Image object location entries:
☆ ☆ ☆
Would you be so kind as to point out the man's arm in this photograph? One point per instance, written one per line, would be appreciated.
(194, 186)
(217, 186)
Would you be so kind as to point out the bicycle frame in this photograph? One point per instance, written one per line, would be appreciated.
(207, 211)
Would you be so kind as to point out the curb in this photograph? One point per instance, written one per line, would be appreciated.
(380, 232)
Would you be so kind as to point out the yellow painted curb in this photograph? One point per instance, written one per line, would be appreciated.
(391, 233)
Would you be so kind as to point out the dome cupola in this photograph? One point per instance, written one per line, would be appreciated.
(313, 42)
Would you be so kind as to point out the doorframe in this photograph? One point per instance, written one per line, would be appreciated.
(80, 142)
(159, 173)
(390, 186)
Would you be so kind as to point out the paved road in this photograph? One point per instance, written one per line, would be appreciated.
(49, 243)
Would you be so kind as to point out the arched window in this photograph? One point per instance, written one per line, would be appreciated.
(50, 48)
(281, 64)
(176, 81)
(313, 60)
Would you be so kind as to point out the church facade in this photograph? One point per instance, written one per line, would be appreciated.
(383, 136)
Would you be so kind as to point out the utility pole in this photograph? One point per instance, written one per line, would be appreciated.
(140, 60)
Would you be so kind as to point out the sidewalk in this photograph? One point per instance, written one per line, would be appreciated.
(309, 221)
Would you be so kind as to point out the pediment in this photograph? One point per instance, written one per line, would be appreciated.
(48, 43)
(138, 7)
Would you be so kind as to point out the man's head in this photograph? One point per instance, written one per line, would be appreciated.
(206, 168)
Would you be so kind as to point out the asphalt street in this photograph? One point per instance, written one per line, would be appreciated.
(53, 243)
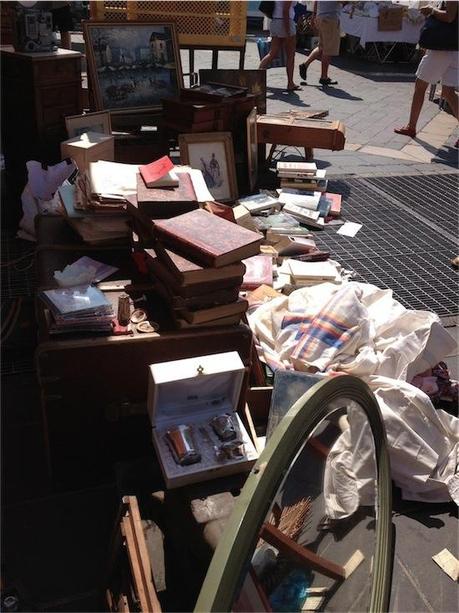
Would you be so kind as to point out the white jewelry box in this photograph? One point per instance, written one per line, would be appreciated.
(89, 147)
(192, 392)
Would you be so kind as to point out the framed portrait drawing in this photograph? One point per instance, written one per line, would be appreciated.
(132, 65)
(89, 122)
(252, 148)
(213, 154)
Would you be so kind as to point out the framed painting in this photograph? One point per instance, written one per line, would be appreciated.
(213, 154)
(252, 148)
(89, 122)
(254, 80)
(132, 65)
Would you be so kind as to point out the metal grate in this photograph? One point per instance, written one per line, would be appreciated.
(397, 247)
(436, 198)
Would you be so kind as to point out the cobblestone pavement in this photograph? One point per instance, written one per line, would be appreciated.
(371, 99)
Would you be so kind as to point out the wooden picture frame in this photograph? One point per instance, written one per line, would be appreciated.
(252, 148)
(253, 79)
(88, 122)
(132, 65)
(213, 154)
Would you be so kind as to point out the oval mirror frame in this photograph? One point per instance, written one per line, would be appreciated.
(238, 540)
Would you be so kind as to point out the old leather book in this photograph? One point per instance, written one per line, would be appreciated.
(194, 303)
(218, 312)
(187, 272)
(160, 203)
(208, 239)
(161, 272)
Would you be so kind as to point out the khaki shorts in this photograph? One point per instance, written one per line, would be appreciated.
(441, 66)
(329, 35)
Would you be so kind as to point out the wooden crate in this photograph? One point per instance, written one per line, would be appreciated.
(209, 23)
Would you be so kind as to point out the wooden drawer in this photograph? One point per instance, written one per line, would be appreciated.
(57, 71)
(55, 114)
(60, 96)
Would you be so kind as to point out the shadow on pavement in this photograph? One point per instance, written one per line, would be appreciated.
(336, 92)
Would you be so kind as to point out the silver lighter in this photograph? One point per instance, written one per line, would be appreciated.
(223, 426)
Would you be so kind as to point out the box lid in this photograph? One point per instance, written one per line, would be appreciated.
(88, 139)
(179, 388)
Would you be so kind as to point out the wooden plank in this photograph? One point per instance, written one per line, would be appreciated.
(135, 564)
(301, 555)
(354, 561)
(147, 575)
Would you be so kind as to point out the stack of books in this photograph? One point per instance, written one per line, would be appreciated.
(96, 225)
(197, 267)
(82, 308)
(301, 175)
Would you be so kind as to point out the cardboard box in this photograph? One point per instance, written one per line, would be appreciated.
(89, 147)
(390, 19)
(192, 392)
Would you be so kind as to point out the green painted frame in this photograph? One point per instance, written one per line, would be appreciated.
(241, 532)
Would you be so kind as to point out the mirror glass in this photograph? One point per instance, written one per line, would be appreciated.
(316, 545)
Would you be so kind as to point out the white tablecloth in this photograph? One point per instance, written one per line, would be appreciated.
(366, 28)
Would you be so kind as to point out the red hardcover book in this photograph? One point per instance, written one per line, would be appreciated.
(259, 272)
(208, 239)
(156, 172)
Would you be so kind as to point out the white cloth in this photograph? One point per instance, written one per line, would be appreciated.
(386, 345)
(278, 12)
(441, 66)
(366, 28)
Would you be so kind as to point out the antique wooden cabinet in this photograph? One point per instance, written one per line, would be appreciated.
(38, 91)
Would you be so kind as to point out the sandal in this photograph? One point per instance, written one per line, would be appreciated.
(406, 131)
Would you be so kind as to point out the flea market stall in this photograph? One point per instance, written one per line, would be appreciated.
(382, 29)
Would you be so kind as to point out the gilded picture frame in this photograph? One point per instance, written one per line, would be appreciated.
(132, 65)
(88, 122)
(213, 154)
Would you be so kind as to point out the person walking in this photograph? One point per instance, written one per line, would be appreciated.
(283, 34)
(326, 20)
(439, 64)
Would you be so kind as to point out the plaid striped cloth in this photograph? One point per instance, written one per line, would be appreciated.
(336, 328)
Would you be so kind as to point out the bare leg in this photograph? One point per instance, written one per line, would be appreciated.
(273, 53)
(290, 48)
(417, 102)
(325, 60)
(66, 40)
(416, 106)
(316, 54)
(450, 95)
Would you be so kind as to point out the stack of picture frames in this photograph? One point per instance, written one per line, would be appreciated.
(133, 66)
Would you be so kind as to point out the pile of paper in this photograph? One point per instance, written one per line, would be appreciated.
(82, 308)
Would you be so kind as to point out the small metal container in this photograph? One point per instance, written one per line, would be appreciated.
(181, 443)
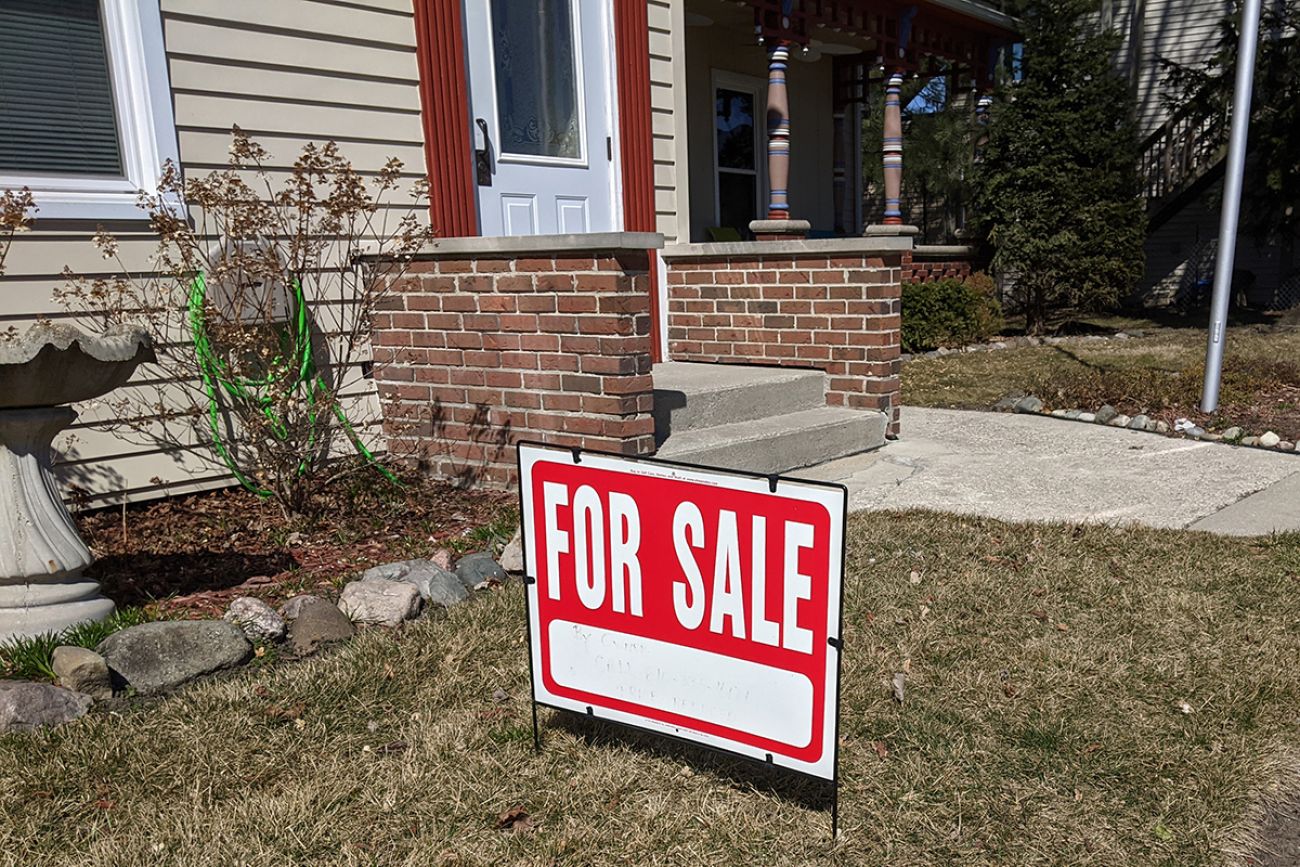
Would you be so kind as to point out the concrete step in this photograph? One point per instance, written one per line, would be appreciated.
(779, 443)
(692, 397)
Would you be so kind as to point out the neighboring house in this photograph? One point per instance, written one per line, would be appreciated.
(692, 168)
(1182, 160)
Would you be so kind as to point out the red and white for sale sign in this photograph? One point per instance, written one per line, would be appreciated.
(692, 602)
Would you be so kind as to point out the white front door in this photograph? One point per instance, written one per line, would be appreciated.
(542, 104)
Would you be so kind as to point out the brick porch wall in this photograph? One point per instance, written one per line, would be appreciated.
(493, 341)
(831, 306)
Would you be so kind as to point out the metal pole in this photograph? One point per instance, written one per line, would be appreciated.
(1231, 202)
☆ ☆ ☆
▶ [Exercise prompt] Make an exact copy of the listing above. Do not include the pictures.

▶ [Reply to the exercise]
Would you be so kind as to point out the man's arm in this photograph? One point per instance, written one per line, would be appreciated.
(194, 186)
(217, 186)
Would you be so kind as to point out the bicycle frame in this photograph? One point per instance, written one per line, would be appreciated.
(207, 211)
Would you be so kind as to point out the curb in this photograph? One point per instance, written one per line, would be appreciated.
(380, 232)
Would you be so kind as to point out the yellow painted curb in this photograph? One point per instance, written one per line, would be appreciated.
(391, 233)
Would you be so kind as to point out the dome cupola in this photograph? One point per instance, written one per line, would be appreciated.
(313, 42)
Would you be so kind as to point out the doorframe in this photograph? One point per instance, written one per line, would be appreciated.
(80, 142)
(159, 173)
(390, 186)
Would you be so kind as to point out the paved road in this photograph? One point per instance, written one per line, would be appreciated.
(49, 243)
Would you be so kind as to point out the arched window in this photograph? One point per instance, written one per line, would be appreciated.
(50, 48)
(281, 64)
(176, 81)
(313, 60)
Would you be so kind as to point out the church facade in this photograph? One point per instance, written one per line, would be appreciated.
(383, 136)
Would you be so kind as to point out the utility pole in this photograph? One point per instance, written one per line, would be appreciated.
(140, 60)
Would you be so kind as to point out the sidewalk in this photograph? One point per instance, written one per line, would be appreciated.
(309, 221)
Would you be so kind as to point out the pediment in this photograph? One point per instance, written one per line, would be appreciated.
(48, 43)
(138, 7)
Would you be so kind as to point out the man's head in this photograph? One point per instance, written one per line, would be appreciated.
(206, 168)
Would you be so kind as to point out the asphalt street in this photograph? One point per instance, written one per line, would be appreciated.
(53, 243)
Would you be so kind as to point out the white jewelry box in this photograph? One point per instance, written one per line, would be appreciated.
(89, 147)
(192, 392)
Would you be so kind as to point out the framed portrait drawing in this photograph? One point per instance, written one per line, would be appreciated.
(132, 65)
(89, 122)
(252, 148)
(213, 154)
Would you be so kind as to point out the framed painting in this photograph? One point per instance, written one per line, would be appreciated.
(213, 154)
(252, 148)
(89, 122)
(254, 80)
(132, 65)
Would you be so kind as to point out the metal grate in this photograph? One point per instance, written one per line, would be appreciated.
(397, 247)
(436, 198)
Would you be so kind as to point out the cobblestone pavement in this photograph? One point per instance, written one per line, would be appreciated.
(371, 99)
Would you be so kind as to point out the wooden picture frame in this photograph? One point per instance, written one per line, would be appreciated.
(252, 148)
(253, 79)
(88, 122)
(132, 65)
(213, 154)
Would you be so kind as to point out the oval mirror frame in this photograph? One point per instance, written one per line, would be appreciated.
(238, 540)
Would you be so kind as to point out the old leather book in this photograph? One point per instance, written one per line, would be appreciated.
(194, 303)
(218, 312)
(187, 272)
(160, 203)
(208, 239)
(161, 272)
Would you be so kind as to point out the khaki shorts in this photograph? One point per instance, written one per line, would be appreciated.
(441, 66)
(329, 35)
Would you be so kind as to point out the wooden crate in this photograph? One point per instance, written one per line, would be appreciated.
(209, 23)
Would you be so kind as to point out the wooden drawer in this photograph? One point per instance, written one per line, would be appreciated.
(57, 71)
(55, 114)
(60, 96)
Would you be so kind as to point out the shadow on pavement in this photograph? One point per instance, written one per line, would be appreciated.
(336, 92)
Would you be so kind as to point out the silver lighter in this photograph? One point per instance, written one per line, would be appreciated.
(223, 426)
Would you be so kind as to point out the box lid in this photograph? One point per instance, written one per line, would be appreciated.
(88, 139)
(179, 388)
Would you be so kind as to point out the wooden plank in this photograph? One point per instance, written one per line, would be appreciated.
(135, 564)
(301, 555)
(354, 561)
(147, 575)
Would you be so kind as to point out the stack of books in this photograph? One point per instance, written one per line, would be appreciated.
(96, 225)
(197, 267)
(82, 308)
(301, 175)
Would you be so kind as to point out the cardboard box in this photograph? One point per instance, written one per line, would be appreciated.
(89, 147)
(390, 19)
(192, 392)
Would you be so kind as to point out the green painted frame in this photograph? One point per instance, written one per line, would be appreciated.
(241, 532)
Would you be so kind as to point out the mirror glass in this photograph? One point per instance, written one per line, would be appreciated.
(316, 545)
Would you be so kind as to point out the white tablecloth in this photograph? One point per instance, written one per line, would be appreciated.
(366, 28)
Would you be so kind as to point out the red hardcover book in this photograph? One point per instance, written one per line, would be appreciated.
(259, 272)
(208, 239)
(156, 172)
Would you be so kind as to point out the white cloth in this photograph? One point per instance, written one per line, would be appreciated.
(386, 345)
(278, 12)
(441, 66)
(366, 28)
Would you be so kind as to point out the antique wooden cabinet in this photograph? One point per instance, written one per line, would be appreciated.
(38, 91)
Would you be so kind as to point out the sandal in this photograph? One point per instance, written one per line, would be appreciated.
(406, 131)
Would you be so kind as to point out the flea market stall in this photograph? One point per instance, written one per line, would be appreciated.
(382, 29)
Would you be so kind as to point out the gilded picture frame in this photograph? One point per instance, written one per line, would be appreciated.
(132, 65)
(88, 122)
(213, 154)
Would you be so kind as to point out the person walking in this photograph? One point per instance, written one per line, would be appreciated.
(283, 34)
(326, 20)
(439, 64)
Would you be so kind as to point out the plaid striped cloth in this photograph? One point per instance, written one per line, would be appreciated.
(336, 328)
Would you be so kind as to point out the bare leg in this photograph? One point per instance, written one per line, would be appreciated.
(273, 53)
(290, 48)
(417, 102)
(325, 60)
(66, 40)
(416, 106)
(316, 54)
(450, 95)
Would you be so kind as to point out the stack of picture frames in this photograph? One point per instance, written one per line, would be appreciated.
(133, 66)
Would you be so kind as to point out the pile of paper in this photograph? One point per instance, written one per line, would be appreciated.
(82, 308)
Would you be so kind as to point out the small metal container in this photograph? One point per instance, written one per line, would be appreciated.
(181, 443)
Would you be so kind as to point out the concrete step in this photograph? One point per instance, written one per line, would be appreciated.
(779, 443)
(692, 397)
Would you be so kind as to point out the neighboring house in this photograph? One point per instance, written one per line, would be appreciated.
(692, 168)
(1182, 160)
Would you be so kind as to point out the red and white for sale sign in this photograph? One point per instance, written one per line, would be appreciated.
(692, 602)
Would you be so kind as to point out the white front door in this photograph? One point per instance, written one per line, would be appreciated.
(542, 104)
Would you be so kind as to point out the brick porch wall in this photograph? One point per instance, written one per line, would be appreciated.
(493, 341)
(831, 306)
Would you be so kind as to point out the metal pole in this photograph? One point per instance, written one per line, would be appreciated.
(1231, 202)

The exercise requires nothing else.